### EXTRACTED TEXT
==================================================
114 Differences in patterns of dispersal and population structure in congeneric species in the Mekong River basin

Tuesday, May 19, 2009: 9:15 AM
Imperial Ballroom
Eleanor A. S. Adamson , School of Natural Resource Sciences, Queensland University of Technology, Brisbane, Australia
David A. Hurwood , School of Natural Resource Sciences, Queensland University of Technology, Brisbane, Australia
Peter B. Mather , School of Natural Resource Sciences, Queensland University of Technology, Brisbane, Australia
The Mekong is the most extensive river in Southeast Asia. It is a relatively young drainage formed by amalgamation of many drainage rearrangement events as recently as the Pleistocene (1.8mya). This talk will compare the patterns of mitochondrial DNA diversity observed in four freshwater fish species across 2000km of contiguous freshwater habitat in the Mekong Basin.
==================================================
### MATERIAL PROVIDED

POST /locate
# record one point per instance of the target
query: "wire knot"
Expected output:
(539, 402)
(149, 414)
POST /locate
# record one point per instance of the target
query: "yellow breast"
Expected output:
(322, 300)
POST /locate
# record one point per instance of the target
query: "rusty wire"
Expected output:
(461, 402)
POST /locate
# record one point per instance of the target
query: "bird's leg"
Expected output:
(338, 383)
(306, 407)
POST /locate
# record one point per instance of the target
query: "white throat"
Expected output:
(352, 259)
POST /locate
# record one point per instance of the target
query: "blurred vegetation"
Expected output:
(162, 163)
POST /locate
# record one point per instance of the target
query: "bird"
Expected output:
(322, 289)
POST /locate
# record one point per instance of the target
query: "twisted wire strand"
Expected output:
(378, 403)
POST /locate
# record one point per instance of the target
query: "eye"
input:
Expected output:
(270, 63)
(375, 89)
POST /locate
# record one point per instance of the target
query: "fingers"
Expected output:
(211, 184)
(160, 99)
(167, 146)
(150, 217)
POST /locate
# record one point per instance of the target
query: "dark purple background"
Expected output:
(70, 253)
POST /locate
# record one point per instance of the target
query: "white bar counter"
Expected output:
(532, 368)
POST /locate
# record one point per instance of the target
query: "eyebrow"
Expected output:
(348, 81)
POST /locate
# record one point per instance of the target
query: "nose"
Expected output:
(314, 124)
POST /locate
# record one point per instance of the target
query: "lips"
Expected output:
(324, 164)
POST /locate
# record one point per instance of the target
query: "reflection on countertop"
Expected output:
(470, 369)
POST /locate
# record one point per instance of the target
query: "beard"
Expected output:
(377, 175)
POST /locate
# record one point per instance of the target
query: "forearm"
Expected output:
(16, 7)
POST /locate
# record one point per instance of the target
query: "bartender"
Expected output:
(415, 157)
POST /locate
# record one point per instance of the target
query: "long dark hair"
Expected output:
==================================================
### BRIEF 1
From the Mekong abstract, copy the stretch from "Tuesday, May 19, 2009: 9:15" through "the Mekong Basin.".
### BRIEF 2
Turn the paragraph of the Mekong abstract that begins "The Mekong is the most extensive river" into a short bulleted list that keeps its main facts.
### BRIEF 3
According to the Mekong abstract, how many freshwater fish species does the talk compare?

### EXPECTED ANSWER 1
Tuesday, May 19, 2009: 9:15 AM
Imperial Ballroom
Eleanor A. S. Adamson , School of Natural Resource Sciences, Queensland University of Technology, Brisbane, Australia
David A. Hurwood , School of Natural Resource Sciences, Queensland University of Technology, Brisbane, Australia
Peter B. Mather , School of Natural Resource Sciences, Queensland University of Technology, Brisbane, Australia
The Mekong is the most extensive river in Southeast Asia. It is a relatively young drainage formed by amalgamation of many drainage rearrangement events as recently as the Pleistocene (1.8mya). This talk will compare the patterns of mitochondrial DNA diversity observed in four freshwater fish species across 2000km of contiguous freshwater habitat in the Mekong Basin.

### EXPECTED ANSWER 2
- The Mekong is Southeast Asia's most extensive river.
- It is a relatively young drainage, formed by the merging of many drainage rearrangement events as recently as the Pleistocene (1.8mya).
- The talk compares mitochondrial DNA diversity patterns in four freshwater fish species across 2000km of contiguous freshwater habitat in the Mekong Basin.

### EXPECTED ANSWER 3
Four freshwater fish species.